EXCERPT PROVIDED:
_ _ _ _ _ _ _
If you could talk our economy down from the ledge, Barack Obama would have it booming. He will continue to talk at the economy on his Midwest bus tour that kicks off today.


In addition to talking and talking and talking, the president intends to “hear real stories from real Americans about the impact of a struggling economy.”


USA Today notes:



In outlining today’s schedule, the White House said “the president knows we must do everything we can to promote economic growth, restore confidence in our nation’s future and enhance the sense of optimism for future generations.”


Somehow I don’t think a transparently political bus tour (taxpayers are picking up the tab for this highly political jaunt through several battleground states) is going to do any of this.


The problem for Obama is that his policies are not working. Sure, he inherited a terrible economy, but, if his policies were the right ones, we’d be seeing a glimmer of hope. A 9.1 unemployment rate does not offer a glimmer of hope, even if it is a drop from 9.2.
_ _ _ _ _ _ _
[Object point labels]

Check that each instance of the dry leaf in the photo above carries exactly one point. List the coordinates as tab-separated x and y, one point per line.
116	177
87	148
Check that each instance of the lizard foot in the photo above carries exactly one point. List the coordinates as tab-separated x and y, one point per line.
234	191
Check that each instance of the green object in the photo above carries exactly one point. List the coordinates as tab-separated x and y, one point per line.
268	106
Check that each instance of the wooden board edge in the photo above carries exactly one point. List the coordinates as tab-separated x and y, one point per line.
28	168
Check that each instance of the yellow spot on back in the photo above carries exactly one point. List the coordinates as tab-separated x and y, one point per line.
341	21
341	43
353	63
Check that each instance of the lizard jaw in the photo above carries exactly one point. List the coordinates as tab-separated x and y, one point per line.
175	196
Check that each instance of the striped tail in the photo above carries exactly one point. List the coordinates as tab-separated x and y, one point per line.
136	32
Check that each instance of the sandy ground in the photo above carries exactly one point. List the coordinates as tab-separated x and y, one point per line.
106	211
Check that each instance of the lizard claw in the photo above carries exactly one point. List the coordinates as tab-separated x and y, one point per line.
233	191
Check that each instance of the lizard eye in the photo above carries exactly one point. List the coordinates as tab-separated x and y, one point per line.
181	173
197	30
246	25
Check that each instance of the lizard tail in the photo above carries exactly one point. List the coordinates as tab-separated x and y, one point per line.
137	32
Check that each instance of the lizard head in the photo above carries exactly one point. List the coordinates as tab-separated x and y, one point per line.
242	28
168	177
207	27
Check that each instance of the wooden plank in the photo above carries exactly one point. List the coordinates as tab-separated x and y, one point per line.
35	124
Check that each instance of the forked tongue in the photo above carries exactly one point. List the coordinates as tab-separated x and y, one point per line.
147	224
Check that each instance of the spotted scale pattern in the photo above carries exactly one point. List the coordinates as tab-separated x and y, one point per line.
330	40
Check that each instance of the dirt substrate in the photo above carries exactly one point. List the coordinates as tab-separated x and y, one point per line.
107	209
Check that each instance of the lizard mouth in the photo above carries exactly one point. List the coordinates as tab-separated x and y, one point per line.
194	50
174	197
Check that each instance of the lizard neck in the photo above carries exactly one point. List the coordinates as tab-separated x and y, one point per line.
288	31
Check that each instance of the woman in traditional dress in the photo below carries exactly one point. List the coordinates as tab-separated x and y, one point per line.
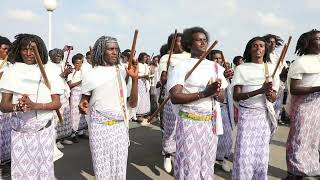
63	129
107	98
5	127
74	81
256	114
225	140
303	142
144	106
25	94
198	110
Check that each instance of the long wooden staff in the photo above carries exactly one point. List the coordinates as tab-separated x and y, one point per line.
173	42
68	54
91	55
187	76
282	56
167	69
133	48
43	74
4	62
224	61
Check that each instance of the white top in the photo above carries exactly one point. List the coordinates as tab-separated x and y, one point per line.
143	69
59	69
25	79
85	67
102	83
175	59
274	57
203	74
252	76
75	76
5	66
307	69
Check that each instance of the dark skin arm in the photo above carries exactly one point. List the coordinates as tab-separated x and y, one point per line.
299	91
266	88
84	104
178	97
27	105
72	85
133	73
66	71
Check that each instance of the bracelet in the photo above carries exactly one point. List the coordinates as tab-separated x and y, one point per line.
14	108
198	94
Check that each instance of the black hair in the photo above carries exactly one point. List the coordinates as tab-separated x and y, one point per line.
212	53
279	41
126	53
78	56
23	40
55	51
247	55
164	50
4	40
237	59
187	38
170	38
141	55
303	44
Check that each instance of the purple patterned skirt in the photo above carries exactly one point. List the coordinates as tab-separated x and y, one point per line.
109	146
252	145
303	144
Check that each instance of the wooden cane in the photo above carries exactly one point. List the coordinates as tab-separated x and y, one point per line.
4	62
282	56
43	74
187	76
133	48
224	61
68	54
173	42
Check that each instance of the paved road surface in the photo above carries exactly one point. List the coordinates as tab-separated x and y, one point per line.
145	161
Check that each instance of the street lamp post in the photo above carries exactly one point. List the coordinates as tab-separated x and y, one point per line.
50	5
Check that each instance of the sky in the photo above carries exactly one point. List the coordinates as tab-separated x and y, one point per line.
232	22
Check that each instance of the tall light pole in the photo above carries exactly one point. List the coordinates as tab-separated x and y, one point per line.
50	5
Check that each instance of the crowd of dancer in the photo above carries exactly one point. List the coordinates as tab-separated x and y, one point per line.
97	95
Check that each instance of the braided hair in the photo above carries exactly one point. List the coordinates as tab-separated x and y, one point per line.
164	50
303	45
54	52
279	41
212	53
187	38
99	50
23	40
247	54
141	57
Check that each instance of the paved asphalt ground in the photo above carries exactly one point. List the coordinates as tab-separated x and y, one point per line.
145	161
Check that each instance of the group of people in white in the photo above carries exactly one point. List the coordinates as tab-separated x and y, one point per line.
47	102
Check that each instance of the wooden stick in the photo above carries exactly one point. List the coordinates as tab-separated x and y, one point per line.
187	76
225	64
43	74
201	59
91	55
4	62
67	57
167	69
133	48
282	56
173	42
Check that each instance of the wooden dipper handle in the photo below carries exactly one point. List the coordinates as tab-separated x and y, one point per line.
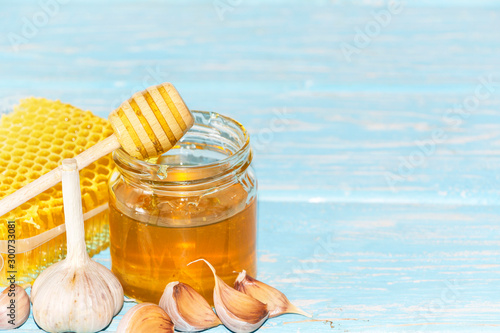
_ _ _ _ _ _ _
TO DO:
1. In the commentary on the president's bus tour, what region is the tour traveling through?
2. Pick up the commentary on the president's Midwest bus tour after its final sentence and carry it forward in the same voice.

ANSWERS TO THE EXERCISE:
1. The Midwest.

2.
President Obama is not the first president to inherit a bad economy. Ronald Reagan did, too, and he had begun a turnaround by the end of his first term (that benchmark is rapidly approaching for Barack Obama). Paul Kengor, a professor at Grove City College and an authority on Ronald Reagan, explains how Reagan’s “stimulus” was different from Barack Obama’s:



Reagan’s initiative was the antithesis of President Obama’s $800 billion “stimulus” that didn’t stimulate. The 2009 version was the single greatest contributor to our record $1.5 trillion deficit. It was, plain and simple, what Reagan didn’t do.



When Reagan signed the Economic Recovery Act at his ranch near Santa Barbara, it was the largest tax cut in American history. He also revealed leadership that Democrats and Republicans alike agree we are not seeing currently from the White House. Even TheWashington Post called Reagan’s action “one of the most remarkable demonstrations of presidential leadership in modernhistory.”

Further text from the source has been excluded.